[[ TEXT SEGMENT, beginning ]]

Lead Chief Investigator: Robert Henry, The University of Queensland

Collaborating Chief Investigators: Peter Waterhouse, Brad Sherman, David Jordan


Our aim is to integrate plant mechanisms, connect them to genomes, and reveal mechanisms of stress response which may become targets for selection in crop breeding.  

We will also investigate the path to crops, evaluating gene-editing technologies in terms of accuracy, cost, intellectual property issues, regulatory constraints and social acceptance. 

Our approach

We will develop and apply high-throughput gene-editing and mutagenesis techniques to support our analysis and manipulation of gene networks. Rice and sorghum will be primary targets, with potential for later extension to other species. The well-defined genomes of rice and sorghum will allow reliable targeting of mutations.  

We will manipulate abiotic stress response pathways to define the impact of these mutations on gene networks responding to stress.

[[ TEXT SEGMENT, end ]]

> [REQUIRED TASKS]
**A.** According to the research project description, which two crops will be the primary targets?
**B.** Please continue the research project description, starting after its final sentence.

[[ RECORD EXTRACTS, beginning ]]

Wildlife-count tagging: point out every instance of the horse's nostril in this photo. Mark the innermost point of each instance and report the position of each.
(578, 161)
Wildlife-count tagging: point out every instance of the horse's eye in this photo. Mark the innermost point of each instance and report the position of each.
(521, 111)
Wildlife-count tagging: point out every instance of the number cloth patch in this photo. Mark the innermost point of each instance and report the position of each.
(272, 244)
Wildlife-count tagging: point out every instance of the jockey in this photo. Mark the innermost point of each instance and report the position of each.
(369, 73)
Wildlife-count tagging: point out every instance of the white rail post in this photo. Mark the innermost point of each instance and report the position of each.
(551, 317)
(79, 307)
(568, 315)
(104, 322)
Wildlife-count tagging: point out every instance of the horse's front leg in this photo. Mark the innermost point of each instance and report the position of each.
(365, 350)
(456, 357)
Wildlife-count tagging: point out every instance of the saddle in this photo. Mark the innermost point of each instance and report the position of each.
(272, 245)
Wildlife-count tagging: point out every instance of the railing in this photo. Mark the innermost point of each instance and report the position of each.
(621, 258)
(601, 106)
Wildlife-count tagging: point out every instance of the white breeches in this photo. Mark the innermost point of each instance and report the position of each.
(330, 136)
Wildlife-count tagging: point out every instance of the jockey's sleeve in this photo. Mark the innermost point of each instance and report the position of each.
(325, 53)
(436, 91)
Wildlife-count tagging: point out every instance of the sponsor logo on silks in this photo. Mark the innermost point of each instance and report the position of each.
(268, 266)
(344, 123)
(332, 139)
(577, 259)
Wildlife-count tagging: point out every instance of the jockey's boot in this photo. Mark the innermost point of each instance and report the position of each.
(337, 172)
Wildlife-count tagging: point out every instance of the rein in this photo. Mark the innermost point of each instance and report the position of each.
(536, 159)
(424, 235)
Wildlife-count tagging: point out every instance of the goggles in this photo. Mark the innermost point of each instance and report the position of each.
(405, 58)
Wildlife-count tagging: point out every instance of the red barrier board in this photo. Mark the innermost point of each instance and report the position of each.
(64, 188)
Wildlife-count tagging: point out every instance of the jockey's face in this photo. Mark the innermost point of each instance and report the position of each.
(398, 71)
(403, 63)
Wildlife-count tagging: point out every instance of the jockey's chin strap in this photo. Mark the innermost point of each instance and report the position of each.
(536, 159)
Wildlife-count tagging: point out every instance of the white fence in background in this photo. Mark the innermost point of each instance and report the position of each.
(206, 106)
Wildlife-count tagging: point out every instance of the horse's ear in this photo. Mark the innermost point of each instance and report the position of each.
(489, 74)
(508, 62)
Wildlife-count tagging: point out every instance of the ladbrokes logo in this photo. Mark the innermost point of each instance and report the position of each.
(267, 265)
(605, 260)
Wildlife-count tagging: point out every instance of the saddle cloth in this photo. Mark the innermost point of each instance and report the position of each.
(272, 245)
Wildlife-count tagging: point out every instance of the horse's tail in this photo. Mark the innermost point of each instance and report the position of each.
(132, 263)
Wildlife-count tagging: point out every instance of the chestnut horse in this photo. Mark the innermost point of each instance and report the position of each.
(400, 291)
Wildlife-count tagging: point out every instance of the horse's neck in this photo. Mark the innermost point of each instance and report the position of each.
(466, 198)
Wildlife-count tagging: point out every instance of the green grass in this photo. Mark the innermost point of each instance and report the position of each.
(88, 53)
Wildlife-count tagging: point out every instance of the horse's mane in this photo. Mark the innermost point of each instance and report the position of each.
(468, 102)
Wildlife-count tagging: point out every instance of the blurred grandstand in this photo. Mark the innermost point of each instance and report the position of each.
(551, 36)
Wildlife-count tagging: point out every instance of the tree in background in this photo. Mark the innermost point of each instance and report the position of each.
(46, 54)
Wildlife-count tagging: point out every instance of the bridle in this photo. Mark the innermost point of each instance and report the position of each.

[[ RECORD EXTRACTS, end ]]

> [RESPONSES PER TASK]
**A.** Rice and sorghum.

**B.**
Parallel development of editing in wild and domesticated rice will allow us to evaluate the function of domestication related genes (especially networks responding to stress). This will help define the impact of domestication on plant performance in different environments.  

Our initial targets include understanding known mutants that impact stress responses.  

We will use transcriptome profiling and phenotyping to monitor the impact of gene manipulation on networks of stress response.  

We will compare high-throughput mutation and editing technologies in terms of accuracy (off-target effects), cost, IP issues (freedom to operate), regulatory constraints and social acceptance.